- _Supplied information_
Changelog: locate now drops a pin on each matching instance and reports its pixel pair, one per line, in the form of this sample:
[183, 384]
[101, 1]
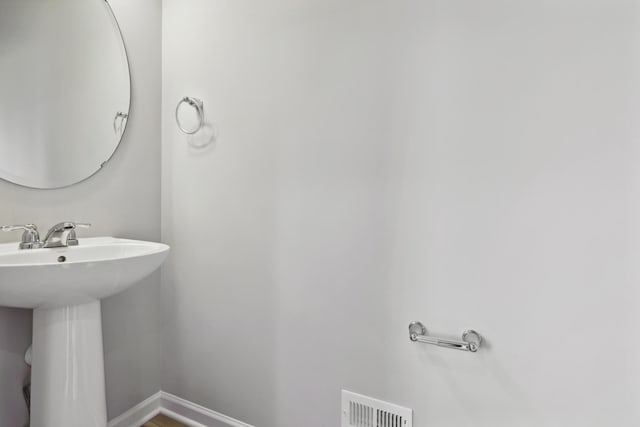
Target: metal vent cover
[364, 411]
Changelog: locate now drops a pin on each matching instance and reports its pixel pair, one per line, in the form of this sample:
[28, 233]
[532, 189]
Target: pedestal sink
[64, 286]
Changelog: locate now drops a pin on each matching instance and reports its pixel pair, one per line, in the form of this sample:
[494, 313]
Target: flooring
[162, 421]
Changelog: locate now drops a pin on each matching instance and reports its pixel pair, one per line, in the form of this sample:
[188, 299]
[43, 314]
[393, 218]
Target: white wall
[122, 200]
[468, 164]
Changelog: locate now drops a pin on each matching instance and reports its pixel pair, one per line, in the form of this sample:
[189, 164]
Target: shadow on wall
[15, 338]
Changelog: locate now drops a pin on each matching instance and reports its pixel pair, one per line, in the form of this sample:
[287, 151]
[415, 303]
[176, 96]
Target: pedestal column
[67, 379]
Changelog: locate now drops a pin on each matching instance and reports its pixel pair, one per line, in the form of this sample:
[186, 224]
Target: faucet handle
[72, 240]
[30, 237]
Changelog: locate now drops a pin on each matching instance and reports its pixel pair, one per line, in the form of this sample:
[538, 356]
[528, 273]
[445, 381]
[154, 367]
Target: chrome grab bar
[470, 339]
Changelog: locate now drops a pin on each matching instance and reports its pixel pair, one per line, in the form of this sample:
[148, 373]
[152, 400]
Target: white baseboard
[177, 408]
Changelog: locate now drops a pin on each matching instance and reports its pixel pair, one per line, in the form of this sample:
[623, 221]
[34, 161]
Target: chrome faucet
[62, 235]
[30, 237]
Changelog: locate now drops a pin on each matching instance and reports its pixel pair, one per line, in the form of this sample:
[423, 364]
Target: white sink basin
[64, 287]
[97, 268]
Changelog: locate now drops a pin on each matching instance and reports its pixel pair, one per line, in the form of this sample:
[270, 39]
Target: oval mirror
[64, 90]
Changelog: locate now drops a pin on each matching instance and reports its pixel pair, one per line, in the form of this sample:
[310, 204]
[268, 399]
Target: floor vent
[363, 411]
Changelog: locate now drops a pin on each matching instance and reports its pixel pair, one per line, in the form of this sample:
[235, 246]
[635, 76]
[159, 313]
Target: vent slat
[364, 411]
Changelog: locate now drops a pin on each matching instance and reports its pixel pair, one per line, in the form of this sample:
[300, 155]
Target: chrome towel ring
[199, 106]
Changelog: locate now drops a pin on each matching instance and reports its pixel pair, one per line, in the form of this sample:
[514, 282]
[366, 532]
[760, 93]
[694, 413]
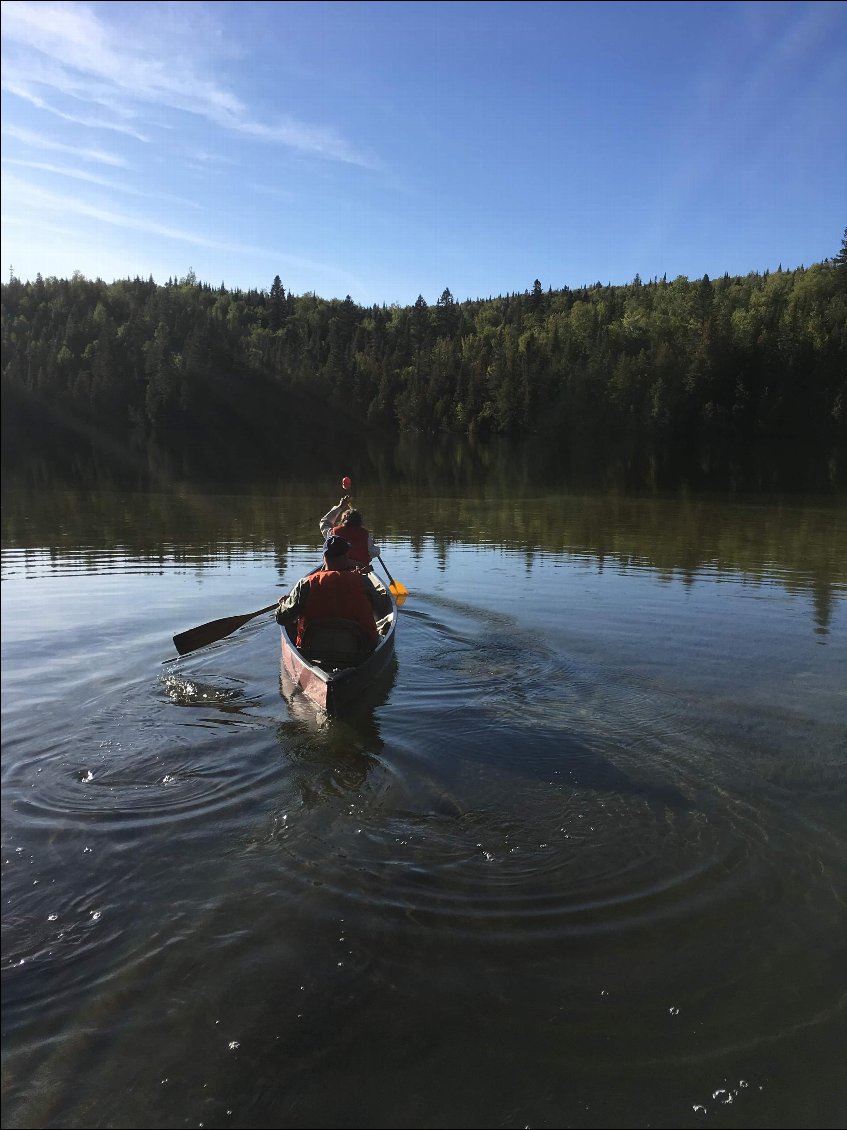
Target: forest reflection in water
[578, 861]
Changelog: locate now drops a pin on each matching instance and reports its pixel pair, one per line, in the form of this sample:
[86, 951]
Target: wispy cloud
[97, 123]
[89, 60]
[41, 200]
[31, 202]
[38, 141]
[104, 182]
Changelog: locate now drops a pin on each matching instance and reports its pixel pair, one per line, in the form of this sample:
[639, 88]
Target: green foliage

- _The task_
Pull out each line of the data above that contains the string "vent", treating uppercase and lowercase as different.

- _Task result_
Target: metal vent cover
Target: floor vent
Target: vent slat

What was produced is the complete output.